* _Exercise_
Your task is to reproduce the material exactly.
* Start *
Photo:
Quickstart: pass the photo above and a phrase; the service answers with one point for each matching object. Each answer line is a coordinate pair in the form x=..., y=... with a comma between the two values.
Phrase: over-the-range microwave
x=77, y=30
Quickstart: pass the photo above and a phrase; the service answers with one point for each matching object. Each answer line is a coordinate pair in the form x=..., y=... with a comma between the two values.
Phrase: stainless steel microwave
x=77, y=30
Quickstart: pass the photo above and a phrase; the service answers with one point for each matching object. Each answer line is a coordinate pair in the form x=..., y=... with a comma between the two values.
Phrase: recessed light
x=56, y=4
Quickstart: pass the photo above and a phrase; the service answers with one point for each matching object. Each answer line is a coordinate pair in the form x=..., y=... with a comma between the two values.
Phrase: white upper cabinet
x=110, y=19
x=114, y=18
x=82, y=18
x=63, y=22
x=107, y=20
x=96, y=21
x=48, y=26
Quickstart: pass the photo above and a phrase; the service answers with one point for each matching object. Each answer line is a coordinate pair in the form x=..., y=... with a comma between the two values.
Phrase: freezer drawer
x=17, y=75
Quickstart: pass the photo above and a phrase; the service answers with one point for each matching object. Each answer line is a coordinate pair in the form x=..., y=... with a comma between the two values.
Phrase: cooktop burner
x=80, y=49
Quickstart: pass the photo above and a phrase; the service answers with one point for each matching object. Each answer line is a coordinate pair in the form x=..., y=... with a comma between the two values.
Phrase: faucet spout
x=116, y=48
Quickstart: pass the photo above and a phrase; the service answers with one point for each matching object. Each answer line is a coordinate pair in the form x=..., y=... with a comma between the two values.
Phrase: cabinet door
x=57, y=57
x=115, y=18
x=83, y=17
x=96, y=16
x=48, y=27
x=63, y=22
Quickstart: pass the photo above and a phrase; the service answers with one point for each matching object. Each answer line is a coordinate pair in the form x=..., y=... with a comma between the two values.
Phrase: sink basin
* End *
* _Reply_
Photo:
Quickstart: pass the photo above and a phrase; the service answers with one point for each matching object. Each answer line is a coordinate pair in the form x=..., y=... with a comma between the two values.
Phrase: over-the-range microwave
x=77, y=30
Quickstart: pass the photo above and a phrase; the service answers with one point for each matching object. Each answer line is a coordinate pair in the form x=..., y=... with a comma between the two values.
Phrase: stainless steel microwave
x=77, y=30
Quickstart: pass the photo above and a phrase; the service answers with one point for each matching object. Each answer line is a coordinate pair in the form x=..., y=... with a comma between the two values.
Phrase: recessed light
x=56, y=4
Quickstart: pass the photo above and a phrase; the service answers with one point for each matching object. Each answer line is a coordinate pair in the form x=..., y=... with a comma between the two values.
Phrase: white upper cabinet
x=110, y=19
x=114, y=18
x=82, y=18
x=63, y=22
x=107, y=20
x=96, y=21
x=48, y=26
Quickstart: pass the photo above and a phrase; the service answers with one point for each matching object. Each answer line is a coordinate pair in the form x=..., y=... with a comma between the two values.
Phrase: freezer drawer
x=17, y=75
Quickstart: pass the photo above and a phrase; the service answers with one point for each matching object. Each answer line is a coordinate pair in the form x=..., y=... with a comma between the two values.
Phrase: cooktop burner
x=80, y=49
Quickstart: pass the photo above and a phrase; the service answers with one point for each matching object. Each answer line is a coordinate pair in the form x=..., y=... with a comma between the two values.
Phrase: faucet spout
x=116, y=48
Quickstart: pass the photo above and a phrase; the service answers with one point for each matching object. Each answer line is a coordinate pair in the form x=..., y=... with a comma between the two values.
Phrase: cabinet door
x=57, y=57
x=115, y=18
x=83, y=17
x=96, y=16
x=48, y=27
x=63, y=22
Quickstart: pass the photo above and a phrase; the service answers with one point for each matching object. Each answer line is a coordinate pair in the form x=..., y=... with a comma between the two values.
Phrase: sink basin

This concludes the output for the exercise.